● **Problema breve**:
Por favor, reescribe las entradas que van desde la línea que contiene "man in black" hasta el final de las entradas, ambos extremos incluidos, cambiando "clasped hands" por "folded hands" y dejando todo lo demás intacto.
:: Entradas disponibles ::
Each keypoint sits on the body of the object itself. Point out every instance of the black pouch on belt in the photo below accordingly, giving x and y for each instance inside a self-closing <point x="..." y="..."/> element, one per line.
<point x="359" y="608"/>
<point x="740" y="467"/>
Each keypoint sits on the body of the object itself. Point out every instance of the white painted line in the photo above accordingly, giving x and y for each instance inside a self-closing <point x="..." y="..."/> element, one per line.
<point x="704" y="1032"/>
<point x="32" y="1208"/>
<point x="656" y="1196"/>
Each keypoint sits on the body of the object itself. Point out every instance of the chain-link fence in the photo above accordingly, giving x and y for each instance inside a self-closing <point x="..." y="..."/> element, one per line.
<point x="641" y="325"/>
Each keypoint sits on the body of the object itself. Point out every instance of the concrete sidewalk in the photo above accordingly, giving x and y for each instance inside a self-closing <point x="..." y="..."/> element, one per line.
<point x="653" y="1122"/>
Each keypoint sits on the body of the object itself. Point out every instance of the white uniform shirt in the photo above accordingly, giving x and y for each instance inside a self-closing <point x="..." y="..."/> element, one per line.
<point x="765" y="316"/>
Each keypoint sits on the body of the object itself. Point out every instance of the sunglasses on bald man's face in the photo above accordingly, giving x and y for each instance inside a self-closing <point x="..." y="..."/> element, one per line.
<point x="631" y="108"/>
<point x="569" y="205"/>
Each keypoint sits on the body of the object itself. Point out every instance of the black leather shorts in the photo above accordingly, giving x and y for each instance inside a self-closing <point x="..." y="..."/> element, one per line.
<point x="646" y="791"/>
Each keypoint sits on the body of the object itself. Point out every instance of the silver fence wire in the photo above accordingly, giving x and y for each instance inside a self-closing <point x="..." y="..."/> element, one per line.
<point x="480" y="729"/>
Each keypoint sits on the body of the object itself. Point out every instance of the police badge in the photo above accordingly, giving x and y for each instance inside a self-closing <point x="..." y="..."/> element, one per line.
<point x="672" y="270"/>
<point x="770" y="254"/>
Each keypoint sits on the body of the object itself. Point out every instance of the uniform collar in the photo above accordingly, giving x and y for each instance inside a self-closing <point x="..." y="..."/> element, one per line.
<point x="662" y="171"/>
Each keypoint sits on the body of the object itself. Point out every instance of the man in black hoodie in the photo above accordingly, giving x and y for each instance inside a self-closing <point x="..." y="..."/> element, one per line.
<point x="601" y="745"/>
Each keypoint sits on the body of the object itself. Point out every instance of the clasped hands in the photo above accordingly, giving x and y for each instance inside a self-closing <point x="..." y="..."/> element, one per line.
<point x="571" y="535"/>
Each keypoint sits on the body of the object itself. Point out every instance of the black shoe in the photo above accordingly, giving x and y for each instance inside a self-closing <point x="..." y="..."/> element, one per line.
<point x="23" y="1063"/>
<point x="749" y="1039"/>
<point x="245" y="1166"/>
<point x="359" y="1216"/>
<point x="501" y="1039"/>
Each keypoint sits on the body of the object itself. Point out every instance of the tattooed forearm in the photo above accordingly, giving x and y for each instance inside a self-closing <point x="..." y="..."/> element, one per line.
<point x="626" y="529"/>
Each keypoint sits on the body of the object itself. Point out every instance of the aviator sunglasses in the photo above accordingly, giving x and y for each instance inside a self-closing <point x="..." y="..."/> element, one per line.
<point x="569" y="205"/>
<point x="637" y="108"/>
:::
● **Respuesta de tarea**:
Each keypoint sits on the body of the object itself. Point out every instance of the man in black hoodie in the photo above accordingly, giving x and y for each instance inside a self-closing <point x="..." y="..."/> element, one per line.
<point x="601" y="745"/>
Each keypoint sits on the body of the object itself. Point out every instance of the folded hands in the photo above accordingly, giving x and y for each instance inside a self-closing <point x="..." y="..."/> element, one per line.
<point x="571" y="535"/>
Each keypoint sits on the body of the object itself. Point out every instance of the black shoe in the photo above accordingly, giving x and y for each instance inside a self-closing <point x="..." y="..."/> element, one per line.
<point x="23" y="1063"/>
<point x="749" y="1039"/>
<point x="245" y="1166"/>
<point x="359" y="1216"/>
<point x="501" y="1039"/>
Each keypoint sits on the body of the object itself. Point out every instance of the tattooed forearm in the photo above accordingly, giving x and y for each instance inside a self-closing <point x="..." y="..."/> element, one per line.
<point x="626" y="529"/>
Each keypoint sits on the body of the object itself. Point out every instance of the aviator sunglasses in the photo above accordingly, giving x and y for each instance inside a self-closing <point x="..." y="..."/> element, one per line.
<point x="569" y="205"/>
<point x="637" y="108"/>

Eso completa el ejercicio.